Swap every "one per line" in the records below for "each on its own line" and leave all other text unchanged. Omit the pictures from your answer.
----- Dataset
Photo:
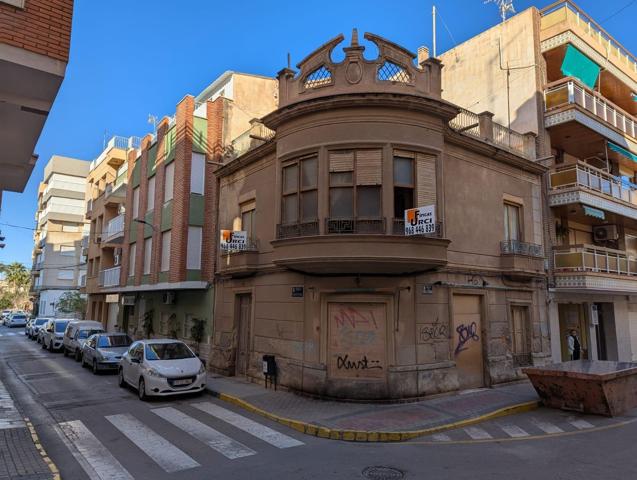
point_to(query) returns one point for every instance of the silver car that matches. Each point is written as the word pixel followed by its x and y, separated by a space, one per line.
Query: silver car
pixel 103 351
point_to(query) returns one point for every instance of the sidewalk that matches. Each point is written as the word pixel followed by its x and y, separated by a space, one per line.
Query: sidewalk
pixel 367 422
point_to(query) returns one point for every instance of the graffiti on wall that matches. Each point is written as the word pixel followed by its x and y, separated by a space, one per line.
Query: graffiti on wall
pixel 357 340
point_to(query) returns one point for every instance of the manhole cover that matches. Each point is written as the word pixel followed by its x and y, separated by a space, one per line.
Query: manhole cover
pixel 382 473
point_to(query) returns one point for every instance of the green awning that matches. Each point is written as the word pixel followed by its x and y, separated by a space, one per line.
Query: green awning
pixel 622 151
pixel 593 212
pixel 578 65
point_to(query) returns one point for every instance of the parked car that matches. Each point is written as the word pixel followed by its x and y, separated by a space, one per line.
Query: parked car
pixel 103 351
pixel 54 334
pixel 35 326
pixel 16 320
pixel 76 333
pixel 161 367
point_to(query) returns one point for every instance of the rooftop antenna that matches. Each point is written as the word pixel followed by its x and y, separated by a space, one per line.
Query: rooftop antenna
pixel 505 6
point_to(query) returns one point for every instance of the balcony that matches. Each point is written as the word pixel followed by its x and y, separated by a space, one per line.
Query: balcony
pixel 115 230
pixel 521 258
pixel 109 277
pixel 581 120
pixel 354 246
pixel 588 267
pixel 581 183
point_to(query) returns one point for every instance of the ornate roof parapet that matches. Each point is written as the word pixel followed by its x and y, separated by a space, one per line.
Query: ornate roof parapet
pixel 393 71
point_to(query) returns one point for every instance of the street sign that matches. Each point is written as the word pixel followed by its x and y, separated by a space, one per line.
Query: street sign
pixel 421 220
pixel 233 240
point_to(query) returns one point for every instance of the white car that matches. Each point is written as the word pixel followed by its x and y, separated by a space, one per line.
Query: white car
pixel 53 335
pixel 161 367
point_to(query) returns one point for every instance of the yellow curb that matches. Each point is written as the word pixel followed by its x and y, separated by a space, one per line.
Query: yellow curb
pixel 38 445
pixel 374 436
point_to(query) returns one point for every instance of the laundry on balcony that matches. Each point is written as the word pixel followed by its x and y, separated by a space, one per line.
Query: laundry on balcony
pixel 578 65
pixel 622 151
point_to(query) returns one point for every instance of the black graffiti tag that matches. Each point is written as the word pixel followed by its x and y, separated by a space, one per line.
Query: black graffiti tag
pixel 466 333
pixel 344 363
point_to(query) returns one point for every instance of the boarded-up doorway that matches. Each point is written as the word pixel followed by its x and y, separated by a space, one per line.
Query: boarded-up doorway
pixel 243 313
pixel 467 340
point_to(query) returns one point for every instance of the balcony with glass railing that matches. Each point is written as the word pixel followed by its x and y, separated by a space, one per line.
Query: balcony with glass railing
pixel 582 183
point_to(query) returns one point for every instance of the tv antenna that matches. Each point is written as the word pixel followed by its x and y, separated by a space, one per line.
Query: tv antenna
pixel 505 6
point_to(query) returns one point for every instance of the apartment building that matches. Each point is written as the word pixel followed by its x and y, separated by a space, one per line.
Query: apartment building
pixel 34 51
pixel 58 266
pixel 557 73
pixel 170 234
pixel 385 243
pixel 105 198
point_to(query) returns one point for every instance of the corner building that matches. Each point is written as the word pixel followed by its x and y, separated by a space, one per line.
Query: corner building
pixel 330 285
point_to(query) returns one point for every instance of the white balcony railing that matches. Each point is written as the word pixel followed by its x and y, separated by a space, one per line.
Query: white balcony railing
pixel 569 92
pixel 586 176
pixel 109 277
pixel 115 227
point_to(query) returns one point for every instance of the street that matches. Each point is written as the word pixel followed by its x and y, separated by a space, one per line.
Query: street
pixel 93 429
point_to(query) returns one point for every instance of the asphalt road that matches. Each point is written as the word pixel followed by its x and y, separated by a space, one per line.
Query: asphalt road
pixel 93 429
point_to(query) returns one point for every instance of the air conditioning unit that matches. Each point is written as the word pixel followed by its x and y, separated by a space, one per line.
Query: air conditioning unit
pixel 169 298
pixel 604 233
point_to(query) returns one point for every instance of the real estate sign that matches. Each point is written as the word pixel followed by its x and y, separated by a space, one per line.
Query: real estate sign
pixel 233 240
pixel 421 220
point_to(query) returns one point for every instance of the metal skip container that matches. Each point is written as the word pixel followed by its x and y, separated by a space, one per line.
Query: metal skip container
pixel 597 387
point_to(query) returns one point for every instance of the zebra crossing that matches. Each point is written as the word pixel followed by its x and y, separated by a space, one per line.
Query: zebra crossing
pixel 541 423
pixel 170 455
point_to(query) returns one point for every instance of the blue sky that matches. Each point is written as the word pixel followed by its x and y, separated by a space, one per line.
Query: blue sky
pixel 131 58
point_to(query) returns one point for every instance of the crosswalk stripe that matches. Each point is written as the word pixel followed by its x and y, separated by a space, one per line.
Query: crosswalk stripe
pixel 104 465
pixel 167 456
pixel 202 432
pixel 580 424
pixel 255 429
pixel 441 437
pixel 514 431
pixel 477 433
pixel 547 427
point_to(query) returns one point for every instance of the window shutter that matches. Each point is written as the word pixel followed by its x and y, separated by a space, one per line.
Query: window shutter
pixel 341 161
pixel 368 167
pixel 426 179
----------
### Result
Photo:
point_to(query) returns one point for every instance of the silver car that matches. Each point is written as the word pixel followed by its x and y, separated by a space, each on its own line.
Query: silver car
pixel 103 351
point_to(query) returns one point for every instance of the sidewalk that matches. Each point is written as the word pixel followed by its x and y, separated by a space, each on its own line.
Query: sidewalk
pixel 367 422
point_to(query) returns one point for every instance of the graffiti on wall that matches. Each point is written as the word pixel followed by its x and y, separated by a space, each on its own line.
Query: graffiti on wall
pixel 357 340
point_to(query) returns one point for every instance of the manhole cover that matches. Each point is written as the word pixel followed by its x and y, separated by a space, each on its own line.
Query: manhole cover
pixel 382 473
point_to(query) returns one point for every instance of the green awning that matches. Each point is written as the word pixel followed by its x and y, separated by a space, each on its own line.
Query: green awning
pixel 622 151
pixel 593 212
pixel 578 65
point_to(query) returns one point for every instance of the parked car that matches. Each point is written as the word pixel followed by its x and y, separated by a space, each on its own line.
Query: parked car
pixel 103 351
pixel 54 334
pixel 35 326
pixel 16 320
pixel 76 333
pixel 161 367
point_to(query) returns one point for every instance of the rooftop antenna that matches. Each point is written as the word pixel followed by its x and y, separated by a space, each on its own line.
Query: rooftop antenna
pixel 505 6
point_to(query) returns one point for every instance of the balcony that matches. Each point is written as the word pixel followed by its x and y, separated by a space, each on its own line.
Query: balcony
pixel 115 230
pixel 521 258
pixel 109 277
pixel 581 120
pixel 354 246
pixel 588 267
pixel 581 183
point_to(query) returns one point for every instance of the ornate roof parapet that matches. Each point is written as the word pixel followed by its x and y, separated by a space, each on its own line.
Query: ornate roof parapet
pixel 393 71
point_to(query) returns one point for every instance of the street sign that matches. Each point is written as the word pixel followed by its x and y, separated by a space, each on its own line.
Query: street sign
pixel 421 220
pixel 233 240
point_to(query) returns one point for every instance of the white car that matches. Each point is written as the word pixel followed by its x and y, separated by a space, each on its own line.
Query: white car
pixel 53 335
pixel 161 367
point_to(query) returns one point for every instance of the yellow curb that matches. Each point is written as the word pixel followed by its x and y, separated by a space, each on its own line.
Query: yellow curb
pixel 38 445
pixel 374 436
point_to(query) returns one point for every instance of the laundry on balcony that matches. Each point is written as the word pixel followed by its x and y, separated by a space, each on its own line.
Query: laundry on balcony
pixel 578 65
pixel 622 151
point_to(query) returns one point for every instance of the black graffiti tag that matches. Each point is written as the word pixel followed by its x and y, separated by a space, each on its own line.
Query: black graffiti tag
pixel 466 333
pixel 344 363
point_to(query) returns one point for every instance of the boarded-up doorway that matches. Each point is written as the word pixel followed by its x and y, separated by a space, each on its own line.
Query: boarded-up doorway
pixel 243 313
pixel 467 340
point_to(query) returns one point for every instance of the balcony with glass railing that matches. Each point is written as the word pixel followed by its x and y, separated by a space, each on its own line.
Query: balcony with glass railing
pixel 582 183
point_to(query) returns one point for every instance of the tv antenna that matches. Each point is written as the word pixel followed by its x and y, separated by a space, each on its own line.
Query: tv antenna
pixel 505 6
point_to(query) returns one point for every instance of the apartment building that matches. Each point is written as the word pixel followed by its x and y, separated by a space, each on its own line.
Query: apartment building
pixel 34 51
pixel 58 266
pixel 557 73
pixel 170 234
pixel 385 243
pixel 105 198
point_to(query) returns one point for every instance of the corner building that matches. Each point is written as the word pixel followed by its x and y, separated by a space, each on its own line.
Query: corner building
pixel 330 285
point_to(query) returns one point for every instance of the white balcony railing that matches. Each point is written as the word pixel followed by its x and y, separated by a space, each on its own line.
Query: white balcony railing
pixel 569 92
pixel 586 176
pixel 109 277
pixel 115 227
point_to(query) returns one point for every instance of the street that matches. Each point is written as the word pixel followed by its x and y, separated by a space, each on its own line.
Query: street
pixel 93 429
point_to(query) returns one point for every instance of the asphalt road that matches. Each point is written as the word pixel followed by its x and y, separated by a space, each on its own line.
Query: asphalt road
pixel 93 429
point_to(query) returns one point for every instance of the air conditioning unit that matches. Each point is written as the word pixel followed by its x and y, separated by a space, each on its own line.
Query: air conditioning unit
pixel 169 298
pixel 604 233
point_to(query) returns one point for every instance of the real estate sign that matches. Each point is written as the word pixel followed by its x and y, separated by a space, each on its own line.
Query: real estate sign
pixel 233 240
pixel 421 220
point_to(query) returns one point for every instance of the metal skip container that matches. Each point is written as the word pixel followed by its x and y, separated by a space, each on its own line.
Query: metal skip container
pixel 597 387
point_to(query) returns one point for every instance of the zebra crossing that matches. Each point is written as the word pixel followed by its x and y, separated by a space, each on its own line.
Query: zebra crossing
pixel 541 423
pixel 170 455
point_to(query) returns one point for every instance of the blue sky that matches. Each point is written as the word pixel followed by its x and y, separated by a space, each on its own line.
Query: blue sky
pixel 131 58
point_to(query) returns one point for every instance of the crosswalk stripe that matches. Each point is written as the word pixel followed by its x and y, separated by a space, each on its own line.
Query: crosswalk stripe
pixel 104 465
pixel 167 456
pixel 202 432
pixel 580 424
pixel 255 429
pixel 441 437
pixel 514 431
pixel 477 433
pixel 547 427
point_to(query) returns one point for every instance of the window shutter that matches. Each point is written as the word pixel followed by its x and y, separated by a space, each on its own line.
Query: window shutter
pixel 341 161
pixel 368 167
pixel 426 179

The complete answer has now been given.